(Object point labels)
******

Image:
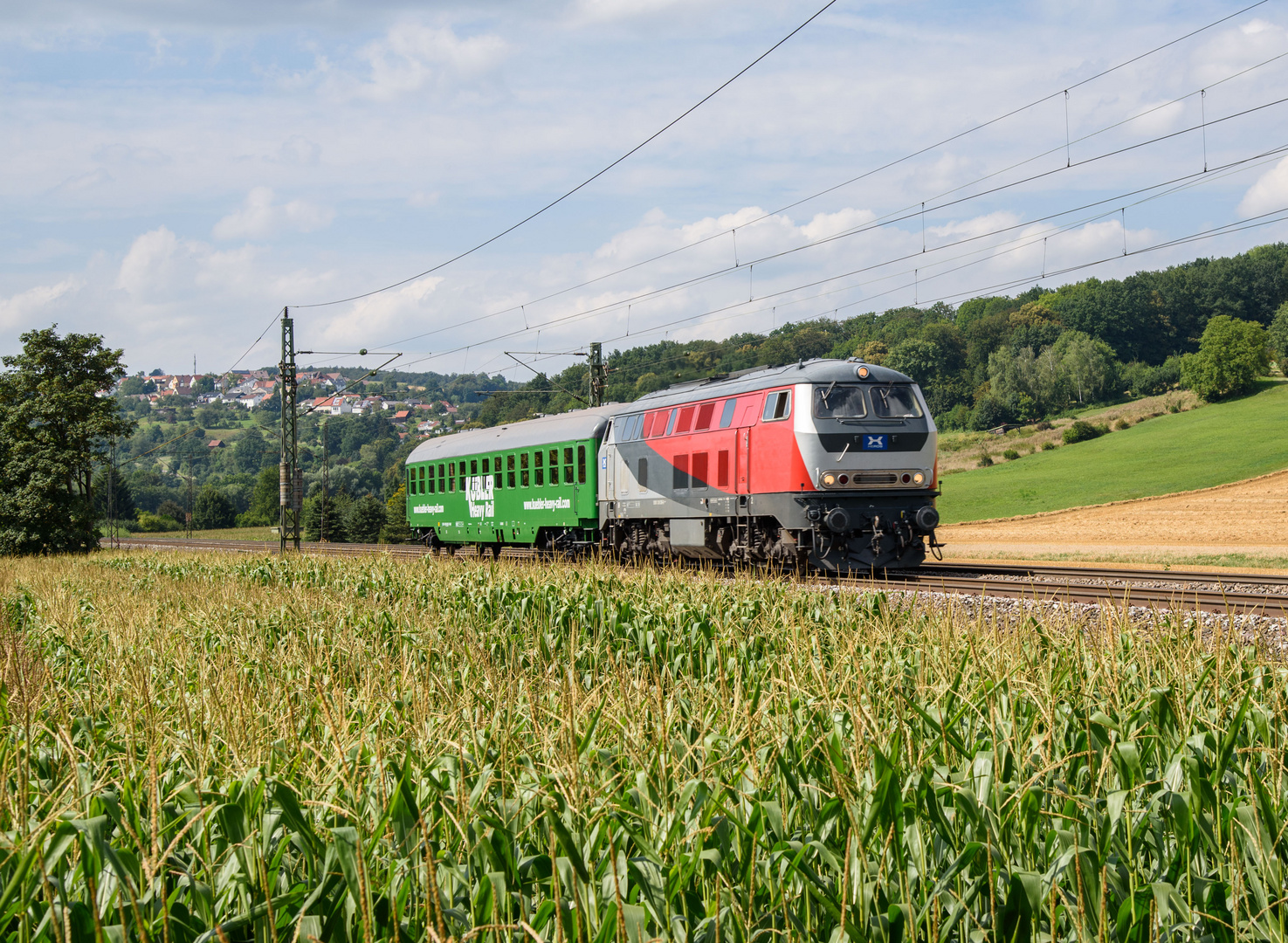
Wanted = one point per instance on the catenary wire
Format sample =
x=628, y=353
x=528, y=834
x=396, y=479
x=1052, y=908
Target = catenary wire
x=900, y=160
x=589, y=179
x=868, y=227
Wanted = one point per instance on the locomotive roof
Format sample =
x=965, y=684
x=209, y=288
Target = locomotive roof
x=579, y=424
x=764, y=378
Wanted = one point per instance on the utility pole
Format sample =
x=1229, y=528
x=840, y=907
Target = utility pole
x=323, y=533
x=598, y=375
x=290, y=477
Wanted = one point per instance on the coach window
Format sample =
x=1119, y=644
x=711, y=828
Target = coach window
x=777, y=406
x=685, y=420
x=727, y=414
x=699, y=466
x=704, y=416
x=680, y=473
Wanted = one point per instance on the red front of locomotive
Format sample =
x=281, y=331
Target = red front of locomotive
x=750, y=468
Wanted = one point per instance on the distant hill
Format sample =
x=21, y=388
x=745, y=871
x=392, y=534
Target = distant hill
x=1215, y=444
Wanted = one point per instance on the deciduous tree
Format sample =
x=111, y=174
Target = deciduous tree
x=54, y=425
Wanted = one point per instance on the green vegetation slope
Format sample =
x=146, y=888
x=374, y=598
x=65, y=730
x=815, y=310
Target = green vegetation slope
x=1220, y=444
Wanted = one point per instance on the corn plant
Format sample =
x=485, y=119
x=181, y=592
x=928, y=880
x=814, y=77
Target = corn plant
x=220, y=748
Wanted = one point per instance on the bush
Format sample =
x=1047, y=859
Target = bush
x=1231, y=355
x=213, y=511
x=155, y=523
x=1081, y=432
x=365, y=518
x=988, y=414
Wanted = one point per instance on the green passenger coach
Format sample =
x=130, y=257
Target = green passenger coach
x=528, y=484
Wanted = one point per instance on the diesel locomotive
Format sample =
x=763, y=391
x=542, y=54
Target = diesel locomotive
x=826, y=464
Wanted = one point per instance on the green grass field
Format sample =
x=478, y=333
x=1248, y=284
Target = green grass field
x=1220, y=444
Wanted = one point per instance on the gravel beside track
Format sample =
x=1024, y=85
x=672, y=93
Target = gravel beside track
x=1144, y=590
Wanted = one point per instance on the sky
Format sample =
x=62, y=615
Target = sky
x=176, y=173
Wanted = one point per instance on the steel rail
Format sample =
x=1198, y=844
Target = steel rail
x=1153, y=589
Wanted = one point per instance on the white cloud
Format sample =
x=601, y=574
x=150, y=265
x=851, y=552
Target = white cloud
x=412, y=56
x=259, y=217
x=1269, y=194
x=24, y=309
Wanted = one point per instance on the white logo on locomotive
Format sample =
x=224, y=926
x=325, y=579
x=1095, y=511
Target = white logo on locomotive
x=478, y=493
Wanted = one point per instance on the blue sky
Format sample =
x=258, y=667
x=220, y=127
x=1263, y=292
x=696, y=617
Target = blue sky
x=178, y=171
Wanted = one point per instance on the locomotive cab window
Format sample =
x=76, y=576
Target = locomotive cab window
x=777, y=406
x=834, y=401
x=727, y=412
x=894, y=403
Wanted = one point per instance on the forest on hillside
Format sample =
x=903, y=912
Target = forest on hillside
x=987, y=361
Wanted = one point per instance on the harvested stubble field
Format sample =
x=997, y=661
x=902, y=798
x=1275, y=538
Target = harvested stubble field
x=251, y=748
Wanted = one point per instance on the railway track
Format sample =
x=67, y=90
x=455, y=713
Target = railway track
x=1163, y=590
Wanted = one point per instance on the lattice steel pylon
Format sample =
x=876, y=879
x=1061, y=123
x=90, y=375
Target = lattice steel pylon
x=290, y=476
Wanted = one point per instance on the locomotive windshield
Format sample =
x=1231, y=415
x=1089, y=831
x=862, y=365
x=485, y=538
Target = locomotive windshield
x=834, y=401
x=894, y=403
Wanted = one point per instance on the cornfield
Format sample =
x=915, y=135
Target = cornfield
x=249, y=748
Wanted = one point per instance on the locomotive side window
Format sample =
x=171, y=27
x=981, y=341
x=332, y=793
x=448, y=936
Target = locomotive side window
x=685, y=420
x=680, y=473
x=704, y=416
x=841, y=403
x=894, y=403
x=699, y=469
x=727, y=414
x=777, y=406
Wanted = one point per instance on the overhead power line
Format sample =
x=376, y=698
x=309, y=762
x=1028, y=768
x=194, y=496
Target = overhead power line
x=593, y=176
x=894, y=162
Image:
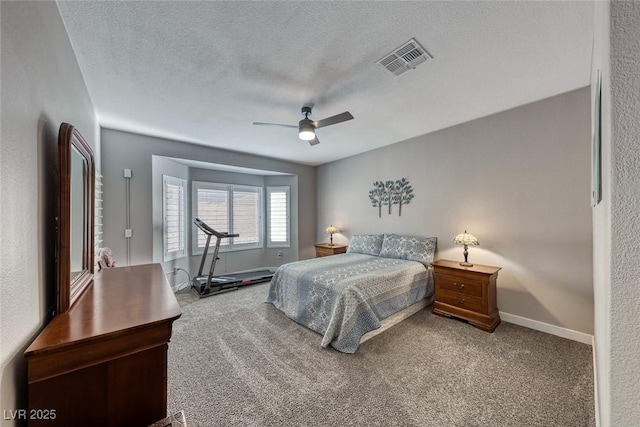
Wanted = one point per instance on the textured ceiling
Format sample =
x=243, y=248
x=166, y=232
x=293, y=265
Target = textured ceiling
x=202, y=72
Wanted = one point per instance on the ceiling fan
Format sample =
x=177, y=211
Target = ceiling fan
x=307, y=127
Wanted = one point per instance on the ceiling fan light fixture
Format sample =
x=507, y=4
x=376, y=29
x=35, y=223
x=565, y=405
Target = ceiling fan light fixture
x=306, y=131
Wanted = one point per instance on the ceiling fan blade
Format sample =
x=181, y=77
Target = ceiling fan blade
x=275, y=124
x=338, y=118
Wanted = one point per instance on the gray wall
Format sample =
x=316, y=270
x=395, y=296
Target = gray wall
x=616, y=220
x=519, y=180
x=41, y=87
x=123, y=150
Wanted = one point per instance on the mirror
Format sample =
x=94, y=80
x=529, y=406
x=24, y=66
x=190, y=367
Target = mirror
x=75, y=217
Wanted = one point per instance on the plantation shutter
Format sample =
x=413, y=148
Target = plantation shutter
x=174, y=216
x=278, y=216
x=246, y=215
x=213, y=208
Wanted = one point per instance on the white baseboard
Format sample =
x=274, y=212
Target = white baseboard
x=547, y=328
x=595, y=383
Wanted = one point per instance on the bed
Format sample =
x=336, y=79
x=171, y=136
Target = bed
x=382, y=279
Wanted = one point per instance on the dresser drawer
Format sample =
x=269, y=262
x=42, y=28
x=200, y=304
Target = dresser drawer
x=457, y=299
x=453, y=284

******

* **EXERCISE AIM**:
Print only the lines from the one with "Wanted = one point per instance on the ceiling fan light" to the end of the records, both included.

* **THE COMPLETED TASK**:
Wanted = one point per instance on the ceiling fan light fixture
Format sample =
x=507, y=4
x=376, y=29
x=35, y=223
x=565, y=405
Target = ceiling fan light fixture
x=306, y=131
Wanted = one point per instance on the ceiling fan blade
Format sample =
x=181, y=77
Target = ceiling fan blade
x=275, y=124
x=338, y=118
Wanted = one point per instance on the gray wall
Format sample =
x=316, y=270
x=395, y=296
Target = gray wall
x=616, y=220
x=519, y=180
x=41, y=87
x=123, y=150
Wanted = one point per instance on the mirror
Format sample =
x=94, y=80
x=529, y=406
x=24, y=66
x=190, y=367
Target = mirror
x=75, y=217
Wanted = one point per instance on the plantation shutter
Format sample =
x=413, y=148
Target = plantation shutter
x=174, y=216
x=278, y=216
x=246, y=215
x=213, y=208
Wanted = one point per instance on the white baseboard
Format sample =
x=274, y=212
Target = white baseboard
x=547, y=328
x=595, y=383
Wanted = one point per instance on the bed
Format sample =
x=336, y=79
x=171, y=136
Target = bed
x=382, y=279
Wanted = one point per instance on the dresser drawer
Format sample =
x=269, y=262
x=42, y=28
x=200, y=304
Target = dresser drawer
x=457, y=299
x=453, y=284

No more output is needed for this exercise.